[Dataset entries]

↓↓↓

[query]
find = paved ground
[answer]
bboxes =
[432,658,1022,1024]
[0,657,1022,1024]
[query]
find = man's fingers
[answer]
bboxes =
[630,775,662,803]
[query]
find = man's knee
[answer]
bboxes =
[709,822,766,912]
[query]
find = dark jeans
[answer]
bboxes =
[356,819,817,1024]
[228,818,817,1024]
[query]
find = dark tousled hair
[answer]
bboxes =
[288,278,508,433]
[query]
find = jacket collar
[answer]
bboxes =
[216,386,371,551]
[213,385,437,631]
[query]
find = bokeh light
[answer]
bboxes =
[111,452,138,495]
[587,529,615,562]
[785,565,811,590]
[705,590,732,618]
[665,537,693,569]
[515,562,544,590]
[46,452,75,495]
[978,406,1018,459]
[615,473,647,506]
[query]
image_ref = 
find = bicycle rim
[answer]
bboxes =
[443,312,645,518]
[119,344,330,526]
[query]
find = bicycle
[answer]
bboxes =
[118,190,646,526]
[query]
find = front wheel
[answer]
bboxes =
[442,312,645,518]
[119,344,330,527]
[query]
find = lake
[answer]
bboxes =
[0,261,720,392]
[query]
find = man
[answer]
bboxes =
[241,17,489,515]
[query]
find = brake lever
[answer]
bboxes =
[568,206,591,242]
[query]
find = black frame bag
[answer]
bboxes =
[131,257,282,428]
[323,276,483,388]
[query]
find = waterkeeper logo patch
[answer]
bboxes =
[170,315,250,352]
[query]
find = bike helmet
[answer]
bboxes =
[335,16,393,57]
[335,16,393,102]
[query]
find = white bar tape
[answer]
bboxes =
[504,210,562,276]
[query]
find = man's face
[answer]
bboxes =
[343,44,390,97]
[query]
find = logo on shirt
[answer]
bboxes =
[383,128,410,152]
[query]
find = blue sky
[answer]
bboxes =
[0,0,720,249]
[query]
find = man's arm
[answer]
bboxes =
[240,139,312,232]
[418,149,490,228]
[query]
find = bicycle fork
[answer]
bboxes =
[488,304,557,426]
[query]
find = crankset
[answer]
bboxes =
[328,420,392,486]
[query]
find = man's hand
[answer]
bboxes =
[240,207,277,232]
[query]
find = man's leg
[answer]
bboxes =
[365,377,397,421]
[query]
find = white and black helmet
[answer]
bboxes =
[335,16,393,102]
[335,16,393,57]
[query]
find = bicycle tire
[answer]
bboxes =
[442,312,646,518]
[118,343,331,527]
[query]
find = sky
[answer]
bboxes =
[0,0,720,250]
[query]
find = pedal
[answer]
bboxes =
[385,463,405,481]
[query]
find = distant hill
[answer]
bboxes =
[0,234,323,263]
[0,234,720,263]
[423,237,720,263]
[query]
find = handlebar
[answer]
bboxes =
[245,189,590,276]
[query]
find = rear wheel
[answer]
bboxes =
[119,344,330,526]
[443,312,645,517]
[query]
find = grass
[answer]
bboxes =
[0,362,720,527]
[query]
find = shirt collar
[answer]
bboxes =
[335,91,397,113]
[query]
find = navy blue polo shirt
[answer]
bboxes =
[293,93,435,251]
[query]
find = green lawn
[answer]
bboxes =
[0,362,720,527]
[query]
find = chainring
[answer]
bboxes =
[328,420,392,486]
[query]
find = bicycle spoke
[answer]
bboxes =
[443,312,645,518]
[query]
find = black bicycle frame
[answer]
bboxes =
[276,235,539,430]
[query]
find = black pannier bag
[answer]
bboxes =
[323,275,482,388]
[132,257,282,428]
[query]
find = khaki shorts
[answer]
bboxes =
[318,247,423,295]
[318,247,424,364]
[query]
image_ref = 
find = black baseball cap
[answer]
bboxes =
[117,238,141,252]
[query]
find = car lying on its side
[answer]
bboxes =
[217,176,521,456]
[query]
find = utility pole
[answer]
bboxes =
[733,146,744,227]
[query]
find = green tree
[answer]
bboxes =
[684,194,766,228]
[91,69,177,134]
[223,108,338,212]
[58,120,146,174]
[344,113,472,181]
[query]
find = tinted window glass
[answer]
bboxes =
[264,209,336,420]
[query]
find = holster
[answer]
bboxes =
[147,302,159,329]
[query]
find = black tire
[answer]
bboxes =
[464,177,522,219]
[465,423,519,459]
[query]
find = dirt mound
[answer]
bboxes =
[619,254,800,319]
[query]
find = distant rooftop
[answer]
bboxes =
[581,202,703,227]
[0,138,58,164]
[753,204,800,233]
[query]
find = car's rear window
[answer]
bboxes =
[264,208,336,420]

↑↑↑

#### WRITTEN REQUEST:
Rewrite the listing from its start through the line holding "[213,385,437,631]", inclusive, with "jacket collar" replaced by "coat collar" and nothing else changed.

#### WRITTEN RESPONSE:
[query]
find = paved ground
[answer]
bboxes =
[432,658,1022,1024]
[0,657,1022,1024]
[query]
find = man's fingers
[answer]
bboxes =
[630,775,662,803]
[query]
find = man's knee
[answer]
bboxes =
[709,822,766,912]
[query]
find = dark jeans
[answer]
bboxes =
[356,819,817,1024]
[228,818,817,1024]
[query]
find = dark tousled hair
[answer]
bboxes =
[288,278,508,433]
[query]
find = coat collar
[answer]
bboxes =
[216,386,371,551]
[213,385,437,631]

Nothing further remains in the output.